**** Text under study ****

Powell & Yellen together
The two biggest players in U.S. economic policy, Federal Reserve Chairman, Jerome Powell, and Treasury Secretary, Janet Yellen, made their first joint appearance together on Tuesday the 23nd of March, testifying in front of the U.S. House Committee. They quickly followed up their debut by speaking to the U.S. Senate’s Committee on Banking, Housing, and Urban Affairs on Wednesday.
In their respective statements, their messages to both chambers of Congress were unified: although there is some positive momentum in the economic recovery, there is a lot of work to do — specifically, more is needed to combat the damage of the COVID-19 related restrictions. The Treasury Secretary pointed out that the country is down nearly 10 million jobs from its pre-pandemic peak and that “we should be clear-eyed about the hole we’re digging out of.” The Fed Chairman stated that the “recovery is far from complete” and reaffirmed his loose monetary policy position outlined last week.
The Treasury will be aggressive in distributing pandemic relief funds and preparing a new infrastructure spending plan, and the Federal Reserve will not be slowing down their asset purchase program, nor raising interest rates any time soon.
Over the past two months Treasury yields have undergone a slow and steady climb due to expectations of inflation and a strong and immediate economic recovery. This week, Powell continued to pour water on these smoldering fires by stating that sectors hardest hit by the pandemic are still experiencing shortfalls and stating that he does not expect inflation to be “particularly large or persistent.”
One thing we know for certain is clear: both monetary and fiscal policy will continue to be let loose for the foreseeable future.

****

■ **Task item**
Repeat word for word the passage of the text on Powell and Yellen that runs from "The Treasury will" up to and including "any time soon.".

**** Information given ****

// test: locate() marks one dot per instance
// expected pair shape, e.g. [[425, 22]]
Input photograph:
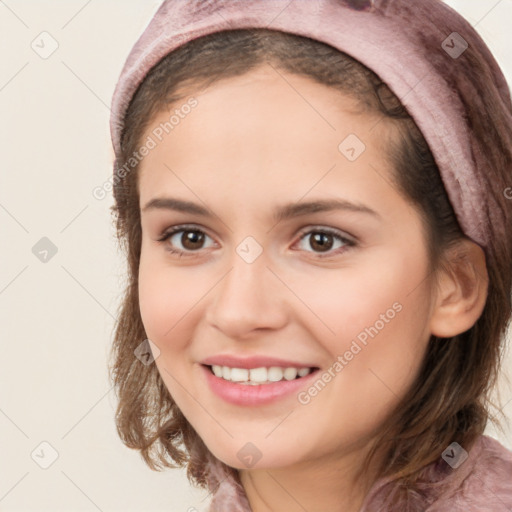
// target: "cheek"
[[167, 298]]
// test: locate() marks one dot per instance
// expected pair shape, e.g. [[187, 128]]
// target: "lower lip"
[[246, 394]]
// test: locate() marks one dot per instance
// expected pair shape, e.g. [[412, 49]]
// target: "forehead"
[[264, 131]]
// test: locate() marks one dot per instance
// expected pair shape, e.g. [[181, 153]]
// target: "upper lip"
[[255, 361]]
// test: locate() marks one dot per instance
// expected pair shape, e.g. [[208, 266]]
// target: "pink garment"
[[425, 52], [482, 483]]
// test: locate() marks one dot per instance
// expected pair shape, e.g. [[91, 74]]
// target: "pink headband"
[[423, 50]]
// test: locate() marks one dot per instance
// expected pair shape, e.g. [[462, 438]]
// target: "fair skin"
[[253, 144]]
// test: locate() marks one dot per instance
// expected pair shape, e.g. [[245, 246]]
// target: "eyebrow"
[[280, 213]]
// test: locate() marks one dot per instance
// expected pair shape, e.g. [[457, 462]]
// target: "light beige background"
[[57, 317]]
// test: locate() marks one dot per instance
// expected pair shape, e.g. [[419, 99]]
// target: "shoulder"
[[483, 482]]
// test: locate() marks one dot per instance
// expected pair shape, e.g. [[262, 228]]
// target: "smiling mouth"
[[259, 376]]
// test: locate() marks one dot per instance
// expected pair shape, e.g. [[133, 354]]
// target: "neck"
[[330, 483]]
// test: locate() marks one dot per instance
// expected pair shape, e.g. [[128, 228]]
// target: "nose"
[[248, 299]]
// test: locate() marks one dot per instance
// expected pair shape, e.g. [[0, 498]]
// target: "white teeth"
[[261, 375], [239, 374], [303, 372], [217, 370], [291, 373]]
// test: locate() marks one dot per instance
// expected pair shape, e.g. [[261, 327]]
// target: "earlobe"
[[461, 290]]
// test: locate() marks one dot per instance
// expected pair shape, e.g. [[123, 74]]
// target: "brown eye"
[[324, 241], [182, 240], [192, 240], [321, 241]]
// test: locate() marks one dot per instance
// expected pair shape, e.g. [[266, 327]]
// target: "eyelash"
[[326, 231]]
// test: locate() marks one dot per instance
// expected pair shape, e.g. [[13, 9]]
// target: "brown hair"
[[449, 401]]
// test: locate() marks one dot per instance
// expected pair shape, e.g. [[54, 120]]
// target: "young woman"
[[315, 202]]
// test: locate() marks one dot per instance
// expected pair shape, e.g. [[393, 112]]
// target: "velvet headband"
[[428, 55]]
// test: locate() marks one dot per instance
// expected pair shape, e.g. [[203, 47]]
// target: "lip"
[[256, 361], [248, 395]]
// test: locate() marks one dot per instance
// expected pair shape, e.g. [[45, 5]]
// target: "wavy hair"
[[451, 398]]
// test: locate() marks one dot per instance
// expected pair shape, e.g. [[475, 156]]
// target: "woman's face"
[[266, 271]]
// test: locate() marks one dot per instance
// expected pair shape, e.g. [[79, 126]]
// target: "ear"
[[461, 293]]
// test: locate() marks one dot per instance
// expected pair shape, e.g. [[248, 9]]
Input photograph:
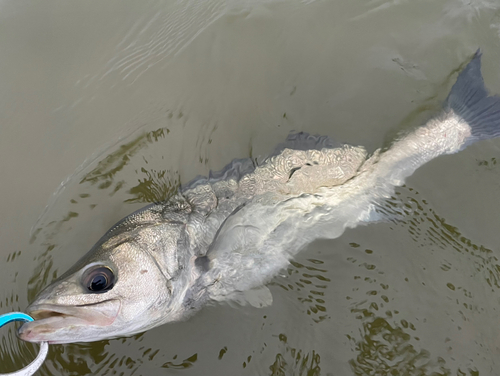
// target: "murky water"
[[105, 106]]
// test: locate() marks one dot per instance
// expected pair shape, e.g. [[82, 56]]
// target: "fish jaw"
[[64, 324]]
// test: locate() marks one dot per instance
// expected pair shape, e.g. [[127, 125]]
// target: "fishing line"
[[31, 368]]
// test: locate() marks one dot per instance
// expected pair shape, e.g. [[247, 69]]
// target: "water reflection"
[[295, 362]]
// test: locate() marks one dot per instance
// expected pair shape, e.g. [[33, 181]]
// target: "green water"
[[108, 105]]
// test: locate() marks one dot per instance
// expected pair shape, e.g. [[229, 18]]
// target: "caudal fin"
[[469, 99]]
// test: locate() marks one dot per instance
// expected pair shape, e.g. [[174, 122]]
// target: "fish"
[[221, 238]]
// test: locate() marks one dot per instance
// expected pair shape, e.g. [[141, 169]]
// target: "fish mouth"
[[61, 324]]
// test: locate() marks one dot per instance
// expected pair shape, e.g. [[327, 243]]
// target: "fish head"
[[127, 284]]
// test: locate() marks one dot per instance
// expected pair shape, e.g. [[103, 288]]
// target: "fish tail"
[[469, 100]]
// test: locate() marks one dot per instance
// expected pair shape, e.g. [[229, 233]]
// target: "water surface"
[[105, 106]]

****

■ **Response to this exercise**
The Treasury will be aggressive in distributing pandemic relief funds and preparing a new infrastructure spending plan, and the Federal Reserve will not be slowing down their asset purchase program, nor raising interest rates any time soon.